Ecosyste.ms: Awesome

An open API service indexing awesome lists of open source software.

Awesome Lists | Featured Topics | Projects

https://github.com/orgrim/pg_back

Simple backup tool for PostgreSQL
https://github.com/orgrim/pg_back

Last synced: 3 months ago
JSON representation

Simple backup tool for PostgreSQL

Awesome Lists containing this project

README

        

# pg_back dumps databases from PostgreSQL

## Description

pg_back is a dump tool for PostgreSQL. The goal is to dump all or some
databases with globals at once in the format you want, because a simple call to
pg_dumpall only dumps databases in the plain SQL format.

Behind the scene, pg_back uses `pg_dumpall` to dump roles and tablespaces
definitions, `pg_dump` to dump all or each selected database to a separate file
in the custom format. It also extract database level ACL and configuration that
is not dumped by pg_dump older than 11. Finally, it dumps all configuration
options of the PostgreSQL instance.

--- Extracted material ---
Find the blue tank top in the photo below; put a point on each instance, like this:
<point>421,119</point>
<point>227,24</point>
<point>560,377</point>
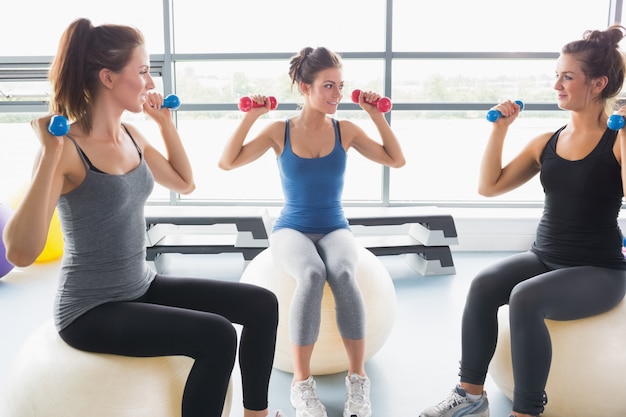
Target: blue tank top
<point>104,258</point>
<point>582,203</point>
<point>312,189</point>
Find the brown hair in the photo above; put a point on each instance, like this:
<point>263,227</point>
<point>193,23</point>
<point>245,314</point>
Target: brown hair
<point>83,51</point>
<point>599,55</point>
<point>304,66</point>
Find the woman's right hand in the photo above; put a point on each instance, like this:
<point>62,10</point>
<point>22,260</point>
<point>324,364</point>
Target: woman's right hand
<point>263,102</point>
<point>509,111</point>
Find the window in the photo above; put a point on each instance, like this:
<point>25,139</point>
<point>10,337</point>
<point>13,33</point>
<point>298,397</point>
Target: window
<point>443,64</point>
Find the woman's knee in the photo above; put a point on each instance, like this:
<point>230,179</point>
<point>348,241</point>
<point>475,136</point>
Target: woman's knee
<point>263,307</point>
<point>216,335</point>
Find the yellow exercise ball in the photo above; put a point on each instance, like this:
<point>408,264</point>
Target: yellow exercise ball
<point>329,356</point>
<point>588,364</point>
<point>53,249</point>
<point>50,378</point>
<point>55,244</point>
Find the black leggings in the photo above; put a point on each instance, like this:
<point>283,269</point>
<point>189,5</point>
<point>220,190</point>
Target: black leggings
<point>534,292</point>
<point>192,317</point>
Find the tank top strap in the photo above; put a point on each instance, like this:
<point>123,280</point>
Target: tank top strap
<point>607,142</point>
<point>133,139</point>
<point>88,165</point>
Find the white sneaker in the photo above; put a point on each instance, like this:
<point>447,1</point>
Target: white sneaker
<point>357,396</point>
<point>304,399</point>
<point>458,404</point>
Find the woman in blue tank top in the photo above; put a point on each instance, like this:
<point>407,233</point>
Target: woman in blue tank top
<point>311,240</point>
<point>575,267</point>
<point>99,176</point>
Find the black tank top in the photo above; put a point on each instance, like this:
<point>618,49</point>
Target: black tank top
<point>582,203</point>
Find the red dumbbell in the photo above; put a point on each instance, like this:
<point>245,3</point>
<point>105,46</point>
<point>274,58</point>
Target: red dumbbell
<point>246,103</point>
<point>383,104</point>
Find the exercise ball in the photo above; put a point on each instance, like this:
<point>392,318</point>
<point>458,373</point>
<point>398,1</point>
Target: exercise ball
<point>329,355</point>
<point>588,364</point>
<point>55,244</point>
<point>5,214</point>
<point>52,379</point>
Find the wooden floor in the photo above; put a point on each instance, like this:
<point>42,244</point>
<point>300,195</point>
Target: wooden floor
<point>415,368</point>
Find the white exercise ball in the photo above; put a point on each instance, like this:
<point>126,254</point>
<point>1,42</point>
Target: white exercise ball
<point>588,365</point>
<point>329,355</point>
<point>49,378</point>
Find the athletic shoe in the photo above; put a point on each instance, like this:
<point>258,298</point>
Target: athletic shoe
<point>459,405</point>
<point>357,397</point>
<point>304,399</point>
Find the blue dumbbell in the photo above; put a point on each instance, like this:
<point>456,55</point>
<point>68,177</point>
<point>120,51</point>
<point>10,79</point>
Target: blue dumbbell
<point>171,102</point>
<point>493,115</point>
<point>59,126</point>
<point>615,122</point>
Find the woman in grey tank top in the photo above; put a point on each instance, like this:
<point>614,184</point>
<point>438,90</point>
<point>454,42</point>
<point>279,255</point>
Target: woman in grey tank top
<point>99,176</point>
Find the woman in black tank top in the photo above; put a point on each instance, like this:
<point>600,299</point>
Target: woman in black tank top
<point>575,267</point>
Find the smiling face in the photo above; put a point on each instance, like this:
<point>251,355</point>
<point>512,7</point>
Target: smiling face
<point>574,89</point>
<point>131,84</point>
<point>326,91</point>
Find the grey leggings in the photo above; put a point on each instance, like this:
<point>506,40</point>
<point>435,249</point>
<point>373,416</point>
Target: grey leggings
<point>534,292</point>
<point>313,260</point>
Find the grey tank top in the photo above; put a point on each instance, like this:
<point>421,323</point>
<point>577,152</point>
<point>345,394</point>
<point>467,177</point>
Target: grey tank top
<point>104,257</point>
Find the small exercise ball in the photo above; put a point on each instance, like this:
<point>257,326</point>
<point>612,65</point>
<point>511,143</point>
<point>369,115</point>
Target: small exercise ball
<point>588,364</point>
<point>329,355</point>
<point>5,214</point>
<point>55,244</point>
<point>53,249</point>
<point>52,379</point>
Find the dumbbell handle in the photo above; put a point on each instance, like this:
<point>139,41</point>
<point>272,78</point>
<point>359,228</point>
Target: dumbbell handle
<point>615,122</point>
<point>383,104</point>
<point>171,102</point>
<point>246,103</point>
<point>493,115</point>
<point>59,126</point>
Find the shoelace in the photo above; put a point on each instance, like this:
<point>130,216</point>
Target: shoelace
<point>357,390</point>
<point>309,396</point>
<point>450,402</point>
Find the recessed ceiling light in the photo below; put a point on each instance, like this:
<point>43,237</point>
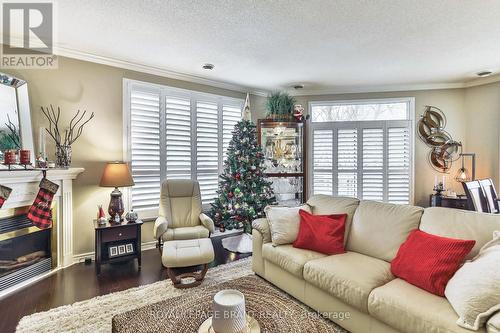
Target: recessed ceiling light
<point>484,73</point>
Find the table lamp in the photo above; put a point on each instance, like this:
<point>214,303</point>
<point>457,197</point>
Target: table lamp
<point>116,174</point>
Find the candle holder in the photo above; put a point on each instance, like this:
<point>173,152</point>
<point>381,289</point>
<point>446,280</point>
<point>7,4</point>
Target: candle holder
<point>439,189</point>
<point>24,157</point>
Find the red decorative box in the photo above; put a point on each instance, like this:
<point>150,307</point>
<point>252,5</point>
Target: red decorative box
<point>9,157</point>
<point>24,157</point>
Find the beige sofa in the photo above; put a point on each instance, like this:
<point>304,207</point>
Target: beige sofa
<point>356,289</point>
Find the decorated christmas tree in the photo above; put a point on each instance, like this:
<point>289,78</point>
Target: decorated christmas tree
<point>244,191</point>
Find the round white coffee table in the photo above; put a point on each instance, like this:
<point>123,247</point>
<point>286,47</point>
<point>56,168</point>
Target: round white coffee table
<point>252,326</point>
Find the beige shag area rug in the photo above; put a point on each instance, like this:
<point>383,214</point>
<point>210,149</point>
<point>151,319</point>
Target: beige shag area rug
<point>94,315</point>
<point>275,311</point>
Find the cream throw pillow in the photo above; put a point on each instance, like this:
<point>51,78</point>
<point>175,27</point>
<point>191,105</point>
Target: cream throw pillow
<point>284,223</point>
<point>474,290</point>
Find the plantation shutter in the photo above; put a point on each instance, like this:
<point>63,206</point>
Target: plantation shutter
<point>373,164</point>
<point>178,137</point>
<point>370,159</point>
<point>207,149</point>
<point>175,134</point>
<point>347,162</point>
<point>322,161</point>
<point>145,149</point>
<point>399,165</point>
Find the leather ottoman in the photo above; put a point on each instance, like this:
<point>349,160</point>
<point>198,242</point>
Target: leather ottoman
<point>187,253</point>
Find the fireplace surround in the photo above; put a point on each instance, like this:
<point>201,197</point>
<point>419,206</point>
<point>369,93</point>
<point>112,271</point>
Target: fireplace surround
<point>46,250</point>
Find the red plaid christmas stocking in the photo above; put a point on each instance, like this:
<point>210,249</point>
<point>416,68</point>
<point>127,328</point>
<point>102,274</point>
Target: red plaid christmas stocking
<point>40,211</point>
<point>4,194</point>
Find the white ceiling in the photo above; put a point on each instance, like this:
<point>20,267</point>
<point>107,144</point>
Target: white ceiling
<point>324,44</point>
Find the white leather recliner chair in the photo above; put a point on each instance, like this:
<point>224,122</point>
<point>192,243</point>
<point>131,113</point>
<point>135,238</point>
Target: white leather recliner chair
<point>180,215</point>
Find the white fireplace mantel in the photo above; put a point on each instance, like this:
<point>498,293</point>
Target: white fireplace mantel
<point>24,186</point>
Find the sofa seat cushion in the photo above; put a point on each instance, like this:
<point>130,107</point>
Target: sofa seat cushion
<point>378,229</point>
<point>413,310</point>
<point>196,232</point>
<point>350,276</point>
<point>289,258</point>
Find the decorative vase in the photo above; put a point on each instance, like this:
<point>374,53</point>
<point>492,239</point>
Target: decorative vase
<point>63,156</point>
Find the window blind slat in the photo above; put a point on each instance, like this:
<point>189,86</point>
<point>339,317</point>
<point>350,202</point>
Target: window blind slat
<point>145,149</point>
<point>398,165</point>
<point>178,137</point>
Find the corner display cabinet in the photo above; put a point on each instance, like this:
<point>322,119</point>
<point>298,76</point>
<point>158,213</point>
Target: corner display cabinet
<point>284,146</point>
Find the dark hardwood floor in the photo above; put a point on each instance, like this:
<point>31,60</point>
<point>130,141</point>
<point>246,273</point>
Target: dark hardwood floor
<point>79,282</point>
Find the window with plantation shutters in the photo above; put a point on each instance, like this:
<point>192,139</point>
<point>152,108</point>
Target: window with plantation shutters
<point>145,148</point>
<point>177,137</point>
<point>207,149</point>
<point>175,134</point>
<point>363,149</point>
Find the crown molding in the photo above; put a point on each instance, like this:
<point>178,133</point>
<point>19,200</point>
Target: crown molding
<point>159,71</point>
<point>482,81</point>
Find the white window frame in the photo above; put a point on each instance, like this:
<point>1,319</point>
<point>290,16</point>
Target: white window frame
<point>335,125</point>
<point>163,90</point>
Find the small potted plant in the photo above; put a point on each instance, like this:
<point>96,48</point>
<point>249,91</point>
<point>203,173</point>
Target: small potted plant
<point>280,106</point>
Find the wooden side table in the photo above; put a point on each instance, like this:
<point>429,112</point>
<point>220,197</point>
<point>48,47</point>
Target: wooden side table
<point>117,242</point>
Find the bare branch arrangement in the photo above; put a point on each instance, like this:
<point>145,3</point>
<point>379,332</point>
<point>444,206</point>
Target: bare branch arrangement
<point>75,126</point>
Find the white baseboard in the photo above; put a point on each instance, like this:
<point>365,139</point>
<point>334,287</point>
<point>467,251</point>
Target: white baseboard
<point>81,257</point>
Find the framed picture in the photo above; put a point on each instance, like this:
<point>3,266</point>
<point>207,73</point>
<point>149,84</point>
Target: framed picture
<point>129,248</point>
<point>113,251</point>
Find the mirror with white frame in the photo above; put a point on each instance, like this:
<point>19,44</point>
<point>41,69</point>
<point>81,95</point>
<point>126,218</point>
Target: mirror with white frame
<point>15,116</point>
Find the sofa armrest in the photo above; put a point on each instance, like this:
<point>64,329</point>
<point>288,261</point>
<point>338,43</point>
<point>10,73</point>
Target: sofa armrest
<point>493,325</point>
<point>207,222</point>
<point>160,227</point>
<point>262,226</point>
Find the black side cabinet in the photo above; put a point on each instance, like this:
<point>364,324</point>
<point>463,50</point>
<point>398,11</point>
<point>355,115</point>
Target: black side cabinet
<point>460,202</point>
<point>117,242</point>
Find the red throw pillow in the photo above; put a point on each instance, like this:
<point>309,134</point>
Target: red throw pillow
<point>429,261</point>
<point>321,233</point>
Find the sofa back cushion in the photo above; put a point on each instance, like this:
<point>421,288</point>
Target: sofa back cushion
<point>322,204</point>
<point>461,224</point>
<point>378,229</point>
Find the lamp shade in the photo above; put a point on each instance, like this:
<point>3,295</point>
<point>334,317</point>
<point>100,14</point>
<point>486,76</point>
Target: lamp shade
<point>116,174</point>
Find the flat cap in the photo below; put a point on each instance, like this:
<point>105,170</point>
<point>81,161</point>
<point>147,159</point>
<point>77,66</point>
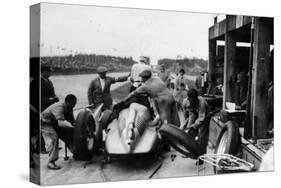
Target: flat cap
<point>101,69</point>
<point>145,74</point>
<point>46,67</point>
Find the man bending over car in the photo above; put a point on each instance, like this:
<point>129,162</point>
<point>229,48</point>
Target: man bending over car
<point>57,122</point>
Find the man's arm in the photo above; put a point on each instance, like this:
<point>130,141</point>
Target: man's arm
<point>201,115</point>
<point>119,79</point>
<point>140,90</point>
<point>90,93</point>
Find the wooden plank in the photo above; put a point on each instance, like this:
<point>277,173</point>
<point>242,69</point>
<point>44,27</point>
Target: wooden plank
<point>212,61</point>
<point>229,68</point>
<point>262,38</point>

--- Stated problem A ---
Quote the entries from the line with "Find the flat" to the line with "<point>57,122</point>", both included, and leave out the picture.
--- Stated problem B ---
Write what comes next in the pg_back README, picking up after its last sentence.
The entries have nothing to do with the pg_back README.

--- Task output A ---
Find the flat cap in the photo below; put a point on each instance, like this:
<point>105,170</point>
<point>81,161</point>
<point>147,159</point>
<point>77,66</point>
Target: flat cap
<point>101,69</point>
<point>145,74</point>
<point>46,67</point>
Find the man bending over car in the photo above; put a point on each instance, like this:
<point>129,162</point>
<point>229,48</point>
Target: man bending over car
<point>57,122</point>

--- Task output B ---
## Features

* Dump all or a list of databases
* Dump all but a list of excluded databases
* Include database templates
* Choose the format of the dump for each database
* Limit dumped schemas and tables
* Dump databases concurrently
* Compute a SHA checksum of each dump
* Pre-backup and post-backup hooks
* Purge based on age and number of dumps to keep
* Dump from a hot standby by pausing replication replay
* Encrypt and decrypt dumps and other files
* Upload and download dumps to S3, GCS, Azure, B2 or a remote host with SFTP

## Install

A compiled binary is available from the [Github repository](https://github.com/orgrim/pg_back/releases).

The binary only needs `pg_dumpall` and `pg_dump`.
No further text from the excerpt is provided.